Retype, exactly as they appear below, the lines between the line holding "obj: man standing with wheelbarrow" and the line holding "obj: black rubber boot", both ends included.

• INPUT
· · · · ·
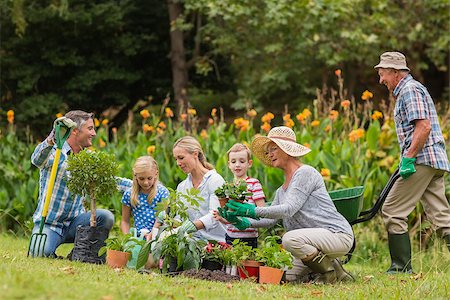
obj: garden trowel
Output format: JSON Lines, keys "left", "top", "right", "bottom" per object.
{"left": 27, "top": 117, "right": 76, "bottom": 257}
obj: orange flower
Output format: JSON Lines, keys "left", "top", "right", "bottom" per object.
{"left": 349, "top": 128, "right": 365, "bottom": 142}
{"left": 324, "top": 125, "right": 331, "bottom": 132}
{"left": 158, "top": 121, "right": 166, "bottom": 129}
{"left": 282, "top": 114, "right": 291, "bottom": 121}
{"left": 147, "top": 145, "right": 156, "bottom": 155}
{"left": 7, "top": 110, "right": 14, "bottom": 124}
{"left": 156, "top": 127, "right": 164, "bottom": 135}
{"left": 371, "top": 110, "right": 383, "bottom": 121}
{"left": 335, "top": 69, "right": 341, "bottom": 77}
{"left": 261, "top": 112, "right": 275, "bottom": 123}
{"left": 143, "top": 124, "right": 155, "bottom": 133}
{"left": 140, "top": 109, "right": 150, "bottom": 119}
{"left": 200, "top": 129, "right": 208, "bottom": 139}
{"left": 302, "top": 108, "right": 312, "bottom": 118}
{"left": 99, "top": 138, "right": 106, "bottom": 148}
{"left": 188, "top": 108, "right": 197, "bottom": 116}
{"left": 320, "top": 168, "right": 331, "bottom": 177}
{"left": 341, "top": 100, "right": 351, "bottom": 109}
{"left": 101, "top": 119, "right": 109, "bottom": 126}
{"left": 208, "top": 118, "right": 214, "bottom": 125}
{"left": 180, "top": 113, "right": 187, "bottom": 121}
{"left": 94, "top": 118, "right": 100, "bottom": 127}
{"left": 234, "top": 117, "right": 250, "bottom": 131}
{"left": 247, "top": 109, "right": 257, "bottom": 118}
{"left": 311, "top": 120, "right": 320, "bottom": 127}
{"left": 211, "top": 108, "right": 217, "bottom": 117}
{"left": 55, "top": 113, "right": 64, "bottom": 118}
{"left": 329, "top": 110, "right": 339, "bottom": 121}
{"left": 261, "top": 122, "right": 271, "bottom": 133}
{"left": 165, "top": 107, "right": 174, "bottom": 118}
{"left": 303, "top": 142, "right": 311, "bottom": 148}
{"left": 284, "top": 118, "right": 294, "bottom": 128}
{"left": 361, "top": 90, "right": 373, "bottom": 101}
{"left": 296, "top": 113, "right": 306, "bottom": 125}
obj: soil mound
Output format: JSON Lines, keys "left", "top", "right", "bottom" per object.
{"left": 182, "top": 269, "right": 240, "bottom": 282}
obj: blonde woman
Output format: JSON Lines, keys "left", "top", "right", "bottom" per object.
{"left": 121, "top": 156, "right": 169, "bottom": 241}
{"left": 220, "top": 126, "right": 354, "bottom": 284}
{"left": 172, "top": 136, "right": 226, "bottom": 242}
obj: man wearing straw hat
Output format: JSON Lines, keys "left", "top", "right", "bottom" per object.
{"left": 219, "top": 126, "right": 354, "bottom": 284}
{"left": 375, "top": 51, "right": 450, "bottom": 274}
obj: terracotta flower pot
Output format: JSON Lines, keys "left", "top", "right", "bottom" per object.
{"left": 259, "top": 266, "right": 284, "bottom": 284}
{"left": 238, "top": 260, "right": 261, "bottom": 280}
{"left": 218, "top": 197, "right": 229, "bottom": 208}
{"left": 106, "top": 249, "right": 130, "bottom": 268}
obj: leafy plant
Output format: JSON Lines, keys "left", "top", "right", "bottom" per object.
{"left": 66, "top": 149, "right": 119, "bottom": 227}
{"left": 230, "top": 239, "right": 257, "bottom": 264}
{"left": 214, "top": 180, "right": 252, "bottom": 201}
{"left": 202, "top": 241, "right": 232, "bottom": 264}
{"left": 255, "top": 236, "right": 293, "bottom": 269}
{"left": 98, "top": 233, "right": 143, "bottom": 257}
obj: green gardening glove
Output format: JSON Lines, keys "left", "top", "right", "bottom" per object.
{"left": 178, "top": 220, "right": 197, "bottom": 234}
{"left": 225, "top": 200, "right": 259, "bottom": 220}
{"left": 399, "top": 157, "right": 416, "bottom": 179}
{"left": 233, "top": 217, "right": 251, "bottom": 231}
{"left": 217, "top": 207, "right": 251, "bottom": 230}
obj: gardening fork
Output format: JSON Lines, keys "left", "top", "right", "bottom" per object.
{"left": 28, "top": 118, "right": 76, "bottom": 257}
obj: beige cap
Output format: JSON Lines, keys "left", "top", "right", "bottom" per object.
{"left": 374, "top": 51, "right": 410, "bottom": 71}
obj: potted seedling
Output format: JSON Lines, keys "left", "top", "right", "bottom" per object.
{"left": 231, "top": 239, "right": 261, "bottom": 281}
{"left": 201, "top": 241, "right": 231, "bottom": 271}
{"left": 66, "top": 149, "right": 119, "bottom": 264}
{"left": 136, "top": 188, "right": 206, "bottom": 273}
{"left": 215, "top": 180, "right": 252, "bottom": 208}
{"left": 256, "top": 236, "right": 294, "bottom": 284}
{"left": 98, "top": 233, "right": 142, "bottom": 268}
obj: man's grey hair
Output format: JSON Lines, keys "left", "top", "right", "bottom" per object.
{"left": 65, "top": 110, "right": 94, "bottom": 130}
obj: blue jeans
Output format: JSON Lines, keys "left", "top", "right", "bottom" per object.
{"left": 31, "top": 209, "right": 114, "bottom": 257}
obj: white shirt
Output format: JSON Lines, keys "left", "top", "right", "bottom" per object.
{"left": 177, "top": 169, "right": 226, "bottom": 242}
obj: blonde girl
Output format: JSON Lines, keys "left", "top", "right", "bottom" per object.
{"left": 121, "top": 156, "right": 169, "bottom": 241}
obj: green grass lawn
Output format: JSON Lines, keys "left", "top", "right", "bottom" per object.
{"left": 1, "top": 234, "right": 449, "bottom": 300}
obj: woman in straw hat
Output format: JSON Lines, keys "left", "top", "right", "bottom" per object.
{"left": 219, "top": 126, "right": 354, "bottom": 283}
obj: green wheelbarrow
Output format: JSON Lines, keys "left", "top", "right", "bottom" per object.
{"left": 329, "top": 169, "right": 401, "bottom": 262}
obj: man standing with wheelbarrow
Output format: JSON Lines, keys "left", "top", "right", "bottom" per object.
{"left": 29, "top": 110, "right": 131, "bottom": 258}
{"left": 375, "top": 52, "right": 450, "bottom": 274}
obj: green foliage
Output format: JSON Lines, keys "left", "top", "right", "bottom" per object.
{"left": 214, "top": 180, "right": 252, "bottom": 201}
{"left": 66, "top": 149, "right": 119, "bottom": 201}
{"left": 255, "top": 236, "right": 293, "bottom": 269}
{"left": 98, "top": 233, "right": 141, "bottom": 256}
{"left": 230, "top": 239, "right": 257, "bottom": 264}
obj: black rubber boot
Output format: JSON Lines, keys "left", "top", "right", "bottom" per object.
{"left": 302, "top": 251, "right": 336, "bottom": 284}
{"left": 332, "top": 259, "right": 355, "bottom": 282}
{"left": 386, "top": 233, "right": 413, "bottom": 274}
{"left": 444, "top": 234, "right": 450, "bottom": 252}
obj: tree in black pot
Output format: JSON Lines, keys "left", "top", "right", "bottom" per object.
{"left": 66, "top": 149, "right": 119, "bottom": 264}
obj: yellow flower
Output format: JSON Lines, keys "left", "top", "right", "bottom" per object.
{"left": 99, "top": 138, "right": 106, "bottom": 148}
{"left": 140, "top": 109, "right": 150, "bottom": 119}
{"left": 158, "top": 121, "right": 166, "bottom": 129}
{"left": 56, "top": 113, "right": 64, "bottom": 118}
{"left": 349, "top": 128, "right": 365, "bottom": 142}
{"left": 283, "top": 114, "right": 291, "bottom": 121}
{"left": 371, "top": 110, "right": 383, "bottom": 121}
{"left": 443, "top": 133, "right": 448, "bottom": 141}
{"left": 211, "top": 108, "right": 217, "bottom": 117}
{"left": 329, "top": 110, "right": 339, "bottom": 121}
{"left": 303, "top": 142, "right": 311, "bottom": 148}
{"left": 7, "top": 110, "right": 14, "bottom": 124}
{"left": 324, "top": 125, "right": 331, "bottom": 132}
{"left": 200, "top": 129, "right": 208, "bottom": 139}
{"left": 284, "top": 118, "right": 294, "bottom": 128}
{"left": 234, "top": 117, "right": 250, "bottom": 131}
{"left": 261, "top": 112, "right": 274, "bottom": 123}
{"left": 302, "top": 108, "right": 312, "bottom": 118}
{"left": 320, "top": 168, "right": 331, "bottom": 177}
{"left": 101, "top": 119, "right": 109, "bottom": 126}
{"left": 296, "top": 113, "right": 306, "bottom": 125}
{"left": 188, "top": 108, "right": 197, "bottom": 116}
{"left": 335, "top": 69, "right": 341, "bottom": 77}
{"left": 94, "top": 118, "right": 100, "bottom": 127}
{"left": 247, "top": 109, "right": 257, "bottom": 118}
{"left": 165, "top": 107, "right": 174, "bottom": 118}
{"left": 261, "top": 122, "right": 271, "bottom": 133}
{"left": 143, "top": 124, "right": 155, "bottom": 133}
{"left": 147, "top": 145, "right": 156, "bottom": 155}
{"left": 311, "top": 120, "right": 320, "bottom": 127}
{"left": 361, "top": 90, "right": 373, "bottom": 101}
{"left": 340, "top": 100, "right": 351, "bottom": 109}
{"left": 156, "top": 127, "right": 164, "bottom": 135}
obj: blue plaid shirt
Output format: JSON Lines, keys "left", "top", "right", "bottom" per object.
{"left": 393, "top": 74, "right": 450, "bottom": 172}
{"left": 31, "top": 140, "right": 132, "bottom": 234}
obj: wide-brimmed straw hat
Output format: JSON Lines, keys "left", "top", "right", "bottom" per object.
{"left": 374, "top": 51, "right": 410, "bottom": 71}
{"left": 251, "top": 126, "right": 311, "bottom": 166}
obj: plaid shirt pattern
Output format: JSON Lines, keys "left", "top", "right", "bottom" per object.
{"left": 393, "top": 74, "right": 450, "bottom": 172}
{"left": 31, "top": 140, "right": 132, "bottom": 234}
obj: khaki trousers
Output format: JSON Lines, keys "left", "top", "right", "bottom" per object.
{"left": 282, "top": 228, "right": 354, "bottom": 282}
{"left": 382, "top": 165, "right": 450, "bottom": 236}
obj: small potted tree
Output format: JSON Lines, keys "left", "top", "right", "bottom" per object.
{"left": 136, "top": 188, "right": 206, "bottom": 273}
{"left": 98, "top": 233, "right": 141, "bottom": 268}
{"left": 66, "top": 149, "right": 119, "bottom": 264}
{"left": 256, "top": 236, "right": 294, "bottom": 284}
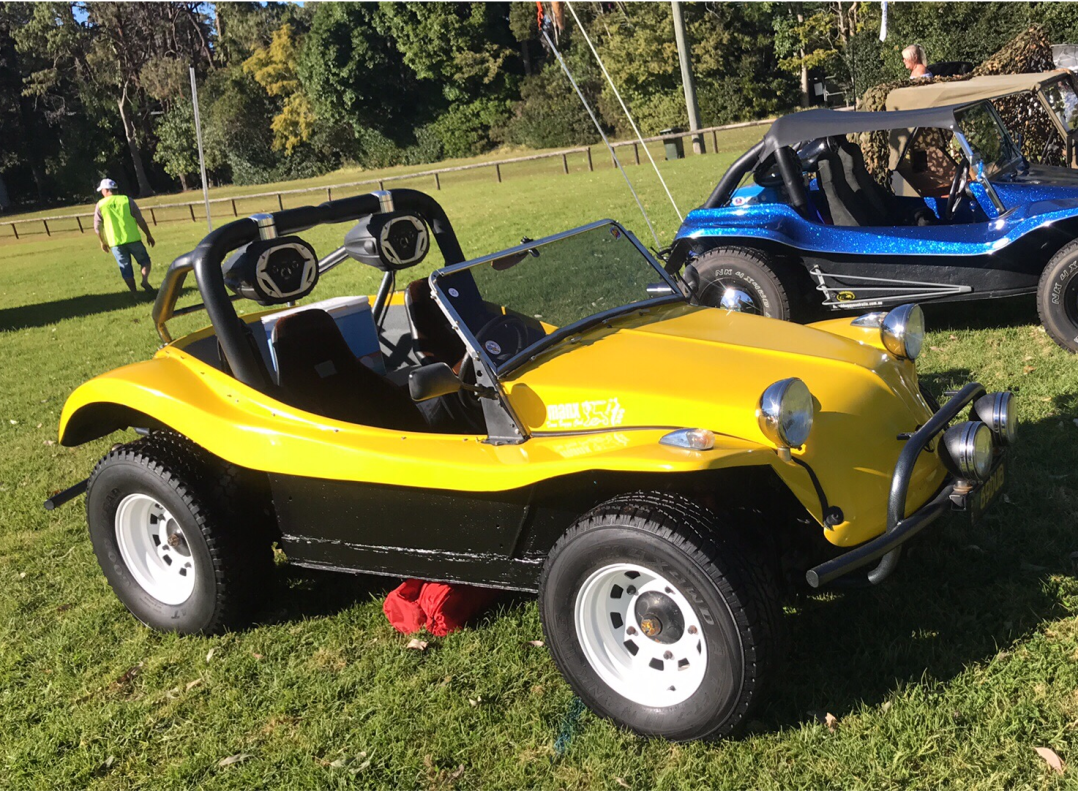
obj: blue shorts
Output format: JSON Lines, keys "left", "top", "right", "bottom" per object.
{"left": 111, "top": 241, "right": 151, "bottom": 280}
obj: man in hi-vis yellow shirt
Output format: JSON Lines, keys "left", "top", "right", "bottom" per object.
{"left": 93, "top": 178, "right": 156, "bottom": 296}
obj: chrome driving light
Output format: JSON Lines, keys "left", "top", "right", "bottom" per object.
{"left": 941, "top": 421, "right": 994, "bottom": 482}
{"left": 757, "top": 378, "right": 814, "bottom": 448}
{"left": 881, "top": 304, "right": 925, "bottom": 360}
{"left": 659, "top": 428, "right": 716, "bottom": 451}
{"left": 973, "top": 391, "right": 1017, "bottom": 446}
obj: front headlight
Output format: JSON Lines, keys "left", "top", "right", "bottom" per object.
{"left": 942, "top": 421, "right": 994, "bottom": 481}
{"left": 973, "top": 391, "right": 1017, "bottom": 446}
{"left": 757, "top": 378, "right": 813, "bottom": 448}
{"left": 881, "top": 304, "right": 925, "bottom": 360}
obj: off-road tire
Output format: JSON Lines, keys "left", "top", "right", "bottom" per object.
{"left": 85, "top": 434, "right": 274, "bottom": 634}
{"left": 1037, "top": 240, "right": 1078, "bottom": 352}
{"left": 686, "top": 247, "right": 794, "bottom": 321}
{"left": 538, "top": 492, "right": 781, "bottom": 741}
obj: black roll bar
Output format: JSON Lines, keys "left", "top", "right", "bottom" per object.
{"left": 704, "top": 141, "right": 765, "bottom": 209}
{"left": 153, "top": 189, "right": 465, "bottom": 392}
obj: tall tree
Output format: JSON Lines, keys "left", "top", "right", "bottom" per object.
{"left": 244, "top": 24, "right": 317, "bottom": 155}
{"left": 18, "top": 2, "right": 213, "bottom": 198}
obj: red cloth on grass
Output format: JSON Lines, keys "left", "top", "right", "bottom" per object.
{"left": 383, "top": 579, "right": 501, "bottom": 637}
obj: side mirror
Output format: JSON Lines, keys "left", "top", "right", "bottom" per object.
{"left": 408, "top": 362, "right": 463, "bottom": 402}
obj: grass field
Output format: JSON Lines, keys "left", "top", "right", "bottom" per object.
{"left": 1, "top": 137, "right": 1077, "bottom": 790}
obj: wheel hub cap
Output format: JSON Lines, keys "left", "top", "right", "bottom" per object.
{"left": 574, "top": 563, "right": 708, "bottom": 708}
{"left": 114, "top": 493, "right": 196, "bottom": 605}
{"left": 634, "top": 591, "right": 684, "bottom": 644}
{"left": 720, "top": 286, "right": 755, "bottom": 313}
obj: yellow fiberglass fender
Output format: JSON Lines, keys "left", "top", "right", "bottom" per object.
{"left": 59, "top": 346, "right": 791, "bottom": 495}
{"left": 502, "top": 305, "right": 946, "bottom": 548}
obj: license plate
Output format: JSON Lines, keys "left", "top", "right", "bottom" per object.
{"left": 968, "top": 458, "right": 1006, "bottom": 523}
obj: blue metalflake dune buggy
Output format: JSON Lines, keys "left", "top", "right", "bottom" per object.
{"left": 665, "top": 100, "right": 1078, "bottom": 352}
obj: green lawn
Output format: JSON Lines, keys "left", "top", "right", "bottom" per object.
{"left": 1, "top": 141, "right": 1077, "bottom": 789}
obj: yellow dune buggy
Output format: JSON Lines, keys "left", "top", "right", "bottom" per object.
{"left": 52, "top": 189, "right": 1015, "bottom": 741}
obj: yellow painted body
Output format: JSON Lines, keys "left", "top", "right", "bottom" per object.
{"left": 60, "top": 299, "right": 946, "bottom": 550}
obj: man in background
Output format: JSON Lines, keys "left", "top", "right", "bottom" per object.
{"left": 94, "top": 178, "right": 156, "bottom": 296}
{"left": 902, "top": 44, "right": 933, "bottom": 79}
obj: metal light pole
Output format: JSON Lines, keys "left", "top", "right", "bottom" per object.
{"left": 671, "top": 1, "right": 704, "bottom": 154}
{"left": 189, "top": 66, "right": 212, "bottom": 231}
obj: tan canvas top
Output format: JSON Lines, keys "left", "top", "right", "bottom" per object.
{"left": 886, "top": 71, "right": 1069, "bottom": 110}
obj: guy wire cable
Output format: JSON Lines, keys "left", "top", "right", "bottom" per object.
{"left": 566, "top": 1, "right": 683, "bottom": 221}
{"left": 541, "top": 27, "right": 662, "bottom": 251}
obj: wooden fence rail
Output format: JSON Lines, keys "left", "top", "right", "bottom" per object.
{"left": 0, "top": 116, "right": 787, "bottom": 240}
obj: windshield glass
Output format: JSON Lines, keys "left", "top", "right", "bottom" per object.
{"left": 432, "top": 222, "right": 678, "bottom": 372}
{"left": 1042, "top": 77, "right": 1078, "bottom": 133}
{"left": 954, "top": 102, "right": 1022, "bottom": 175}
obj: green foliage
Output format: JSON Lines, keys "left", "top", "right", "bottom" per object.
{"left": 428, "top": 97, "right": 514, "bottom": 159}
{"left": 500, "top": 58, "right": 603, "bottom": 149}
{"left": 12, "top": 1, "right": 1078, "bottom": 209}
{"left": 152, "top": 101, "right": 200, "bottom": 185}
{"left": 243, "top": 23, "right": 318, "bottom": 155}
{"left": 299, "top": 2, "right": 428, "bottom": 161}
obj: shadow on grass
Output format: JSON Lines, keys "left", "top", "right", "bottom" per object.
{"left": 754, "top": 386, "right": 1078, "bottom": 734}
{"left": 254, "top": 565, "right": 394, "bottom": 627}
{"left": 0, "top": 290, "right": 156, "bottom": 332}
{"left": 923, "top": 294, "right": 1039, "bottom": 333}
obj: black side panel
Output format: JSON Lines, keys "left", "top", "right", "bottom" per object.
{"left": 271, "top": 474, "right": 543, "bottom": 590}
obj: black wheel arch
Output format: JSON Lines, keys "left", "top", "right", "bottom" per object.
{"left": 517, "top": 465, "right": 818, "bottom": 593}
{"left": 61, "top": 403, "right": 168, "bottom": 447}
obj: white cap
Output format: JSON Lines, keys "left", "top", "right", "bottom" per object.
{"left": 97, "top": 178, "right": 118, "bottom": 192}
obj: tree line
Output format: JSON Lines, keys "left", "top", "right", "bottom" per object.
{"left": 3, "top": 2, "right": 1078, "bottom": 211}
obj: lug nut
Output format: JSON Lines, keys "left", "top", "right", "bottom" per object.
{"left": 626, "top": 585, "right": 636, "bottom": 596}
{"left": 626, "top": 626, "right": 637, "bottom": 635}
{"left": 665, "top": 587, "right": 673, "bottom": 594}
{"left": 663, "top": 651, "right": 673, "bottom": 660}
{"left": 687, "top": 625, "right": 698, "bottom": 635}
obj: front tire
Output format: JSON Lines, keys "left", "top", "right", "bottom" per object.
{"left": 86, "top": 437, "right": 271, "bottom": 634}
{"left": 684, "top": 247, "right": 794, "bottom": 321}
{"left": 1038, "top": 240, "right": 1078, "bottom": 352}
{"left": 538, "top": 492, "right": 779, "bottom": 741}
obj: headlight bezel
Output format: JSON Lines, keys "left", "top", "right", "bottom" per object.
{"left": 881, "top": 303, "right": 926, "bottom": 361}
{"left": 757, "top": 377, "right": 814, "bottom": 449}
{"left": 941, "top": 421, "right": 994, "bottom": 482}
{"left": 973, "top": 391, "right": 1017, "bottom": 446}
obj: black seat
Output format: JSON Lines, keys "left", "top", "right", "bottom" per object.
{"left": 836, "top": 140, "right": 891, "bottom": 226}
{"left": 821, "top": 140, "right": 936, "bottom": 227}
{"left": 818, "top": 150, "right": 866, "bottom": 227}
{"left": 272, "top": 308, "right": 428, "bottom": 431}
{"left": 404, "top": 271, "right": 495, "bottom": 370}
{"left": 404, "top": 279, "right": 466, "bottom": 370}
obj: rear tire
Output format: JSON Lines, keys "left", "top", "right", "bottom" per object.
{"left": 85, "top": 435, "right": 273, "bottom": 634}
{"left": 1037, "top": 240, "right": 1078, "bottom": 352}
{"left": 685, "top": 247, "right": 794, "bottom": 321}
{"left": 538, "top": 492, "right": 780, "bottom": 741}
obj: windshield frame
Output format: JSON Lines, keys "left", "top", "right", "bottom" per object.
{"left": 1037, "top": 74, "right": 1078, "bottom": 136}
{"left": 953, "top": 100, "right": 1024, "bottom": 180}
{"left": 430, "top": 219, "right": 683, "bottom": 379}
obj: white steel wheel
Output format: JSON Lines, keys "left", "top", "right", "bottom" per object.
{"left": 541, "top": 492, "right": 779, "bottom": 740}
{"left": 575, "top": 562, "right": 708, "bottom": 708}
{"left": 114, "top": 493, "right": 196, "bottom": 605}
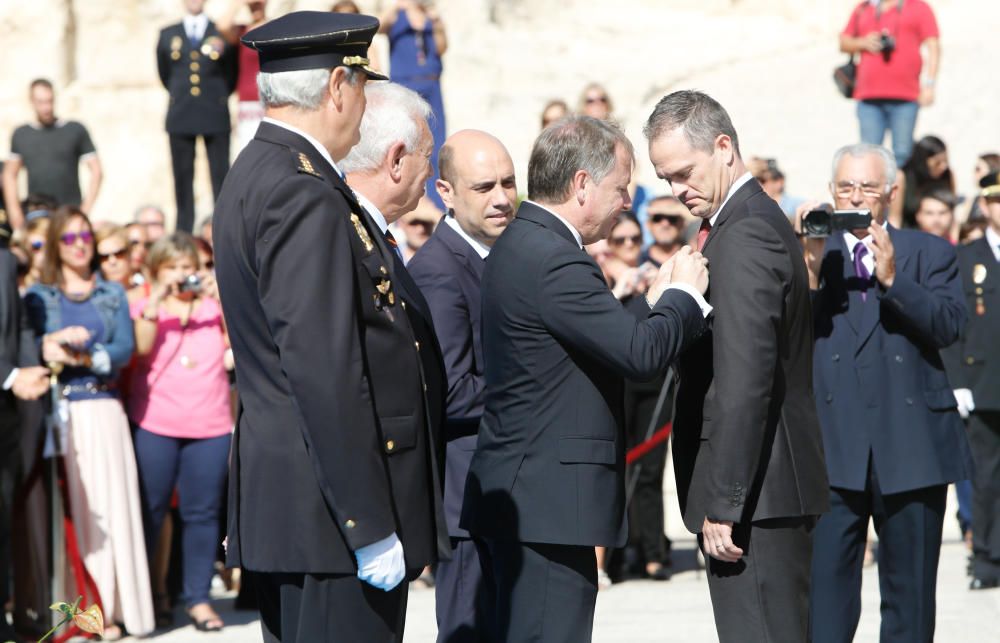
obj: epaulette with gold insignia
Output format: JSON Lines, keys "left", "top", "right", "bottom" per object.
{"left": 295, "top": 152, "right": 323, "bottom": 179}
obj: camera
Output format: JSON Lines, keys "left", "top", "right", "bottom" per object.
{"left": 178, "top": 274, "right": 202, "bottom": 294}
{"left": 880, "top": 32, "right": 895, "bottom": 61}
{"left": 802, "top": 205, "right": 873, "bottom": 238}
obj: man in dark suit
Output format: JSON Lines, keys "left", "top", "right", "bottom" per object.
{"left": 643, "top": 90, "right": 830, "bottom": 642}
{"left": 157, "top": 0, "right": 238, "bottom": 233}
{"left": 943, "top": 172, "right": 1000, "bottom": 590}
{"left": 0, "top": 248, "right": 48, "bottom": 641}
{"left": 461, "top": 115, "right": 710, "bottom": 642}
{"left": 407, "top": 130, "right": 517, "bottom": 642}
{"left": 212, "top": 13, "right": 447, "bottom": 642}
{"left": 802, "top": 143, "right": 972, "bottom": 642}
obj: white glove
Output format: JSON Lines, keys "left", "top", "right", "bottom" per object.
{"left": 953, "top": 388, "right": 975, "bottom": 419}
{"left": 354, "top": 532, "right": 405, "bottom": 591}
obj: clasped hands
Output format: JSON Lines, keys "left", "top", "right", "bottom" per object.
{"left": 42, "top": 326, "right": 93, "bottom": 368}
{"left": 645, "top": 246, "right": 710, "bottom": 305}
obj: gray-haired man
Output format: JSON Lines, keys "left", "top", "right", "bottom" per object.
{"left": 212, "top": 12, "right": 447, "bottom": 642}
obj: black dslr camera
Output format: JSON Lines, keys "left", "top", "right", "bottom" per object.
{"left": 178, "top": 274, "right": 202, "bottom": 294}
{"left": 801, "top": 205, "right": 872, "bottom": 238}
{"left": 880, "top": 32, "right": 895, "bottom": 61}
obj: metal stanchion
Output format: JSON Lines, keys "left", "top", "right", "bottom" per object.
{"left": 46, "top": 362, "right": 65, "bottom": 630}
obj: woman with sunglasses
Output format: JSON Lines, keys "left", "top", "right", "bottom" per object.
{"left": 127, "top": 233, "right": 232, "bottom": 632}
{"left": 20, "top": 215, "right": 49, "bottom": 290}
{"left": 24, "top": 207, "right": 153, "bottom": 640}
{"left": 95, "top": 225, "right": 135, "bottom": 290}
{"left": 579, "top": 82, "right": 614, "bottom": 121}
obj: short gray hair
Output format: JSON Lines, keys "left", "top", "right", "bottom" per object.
· · · · ·
• ANSWER SECTION
obj: man standing with wheelbarrow
Output format: JSON Lines, keys "left", "top", "right", "bottom" per object.
{"left": 29, "top": 110, "right": 131, "bottom": 258}
{"left": 375, "top": 52, "right": 450, "bottom": 274}
obj: green foliage
Output format: JSON Lines, keys "left", "top", "right", "bottom" per object.
{"left": 214, "top": 180, "right": 252, "bottom": 201}
{"left": 66, "top": 149, "right": 119, "bottom": 201}
{"left": 255, "top": 236, "right": 293, "bottom": 269}
{"left": 98, "top": 233, "right": 141, "bottom": 256}
{"left": 230, "top": 239, "right": 257, "bottom": 264}
obj: black rubber boot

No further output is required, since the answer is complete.